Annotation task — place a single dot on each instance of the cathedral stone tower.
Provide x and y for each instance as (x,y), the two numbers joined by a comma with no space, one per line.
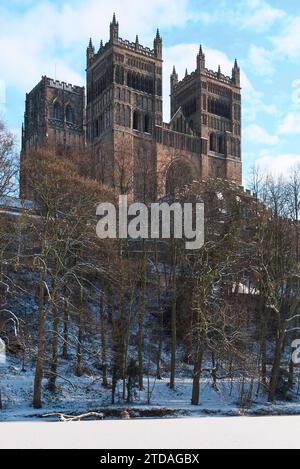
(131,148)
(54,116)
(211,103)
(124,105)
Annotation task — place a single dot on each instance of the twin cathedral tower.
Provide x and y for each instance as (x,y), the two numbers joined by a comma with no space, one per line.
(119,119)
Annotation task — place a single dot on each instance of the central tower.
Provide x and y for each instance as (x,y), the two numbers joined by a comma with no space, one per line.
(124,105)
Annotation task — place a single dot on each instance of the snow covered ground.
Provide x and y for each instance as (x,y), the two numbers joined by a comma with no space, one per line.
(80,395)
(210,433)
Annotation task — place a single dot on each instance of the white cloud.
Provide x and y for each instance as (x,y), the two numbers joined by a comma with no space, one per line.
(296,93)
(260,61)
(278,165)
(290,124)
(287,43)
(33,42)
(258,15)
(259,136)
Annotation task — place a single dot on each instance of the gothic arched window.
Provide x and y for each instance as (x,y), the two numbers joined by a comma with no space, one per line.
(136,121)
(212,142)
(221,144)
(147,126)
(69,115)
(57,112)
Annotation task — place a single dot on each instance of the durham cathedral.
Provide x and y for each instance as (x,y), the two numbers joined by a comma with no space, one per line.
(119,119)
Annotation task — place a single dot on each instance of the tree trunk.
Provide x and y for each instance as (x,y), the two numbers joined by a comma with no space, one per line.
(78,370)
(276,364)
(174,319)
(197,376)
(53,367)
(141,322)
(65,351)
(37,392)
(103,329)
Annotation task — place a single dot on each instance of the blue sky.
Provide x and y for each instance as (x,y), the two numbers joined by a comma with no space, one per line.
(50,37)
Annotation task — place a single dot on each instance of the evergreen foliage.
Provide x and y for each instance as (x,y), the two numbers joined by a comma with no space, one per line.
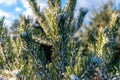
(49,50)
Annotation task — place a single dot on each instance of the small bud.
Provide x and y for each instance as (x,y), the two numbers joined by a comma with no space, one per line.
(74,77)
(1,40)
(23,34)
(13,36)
========
• _WORK TO COMPLETE_: Turn all of the lines above into a numbered list, skipping blank lines and leaving out the pictures.

• _ANSWER TO THIS EXERCISE_:
1. Annotation task — place a single dot on each instance of the cathedral stone tower.
2. Provide x and y for each instance as (x,y), the two numbers joined by a comma with no space, one per line.
3. (131,148)
4. (54,116)
5. (211,103)
6. (124,105)
7. Annotation task — place a single dot on each instance of the twin cathedral tower.
8. Provide x and y for each instance as (x,y), the two numbers joined by a comma with no space, one per line.
9. (119,119)
10. Annotation task — place a single dot on each instance of the central tower.
11. Provide x and y for each instance as (x,y), the two numbers joined by a comma with no space, one per line.
12. (124,105)
13. Annotation task — place a single dot on each instance of the snow covered ground.
14. Provide x and y for each instance as (x,y), the two numbers joined by a comma with no space, one per line.
15. (80,395)
16. (210,433)
17. Annotation task — place a single dot on each instance of the white cloud.
18. Provide x and y for each instance as (x,y), the two numbers joined by a comma with no space, one per line.
19. (296,93)
20. (260,61)
21. (278,165)
22. (290,124)
23. (287,43)
24. (33,42)
25. (258,15)
26. (259,136)
27. Annotation task — place a single dot on each instance of the gothic arched window.
28. Provide x and y for each instance as (x,y), the two numbers joined by a comma with no space, one per line.
29. (136,121)
30. (212,142)
31. (221,144)
32. (147,126)
33. (69,115)
34. (57,112)
35. Annotation task — place a single dot on each instance of the durham cathedral.
36. Provide x and y for each instance as (x,y), the two numbers joined by a comma with no space, one per line.
37. (119,119)
38. Annotation task — place a single dot on each instance of the tree trunk.
39. Provide x and y for each instance as (x,y), the two numbers joined by a comma with no space, one per line.
40. (78,370)
41. (276,364)
42. (174,319)
43. (197,376)
44. (53,367)
45. (141,322)
46. (65,351)
47. (37,392)
48. (103,329)
49. Annotation task — place a single dot on each instance of the blue sky.
50. Provide x and y for each instance as (x,y), the two numbers joined by a comma with no space, one per line.
51. (50,37)
52. Annotation task — place a single dot on each instance of the evergreen foliage.
53. Provide x and y for each instance as (x,y), the two numbers joined by a comma with no space, one per line.
54. (49,50)
55. Annotation task — place a single dot on each instance of the small bud.
56. Provide x and y for each instance as (x,y), the two numbers joined by a comma with no space, one per line.
57. (74,77)
58. (1,40)
59. (23,34)
60. (13,36)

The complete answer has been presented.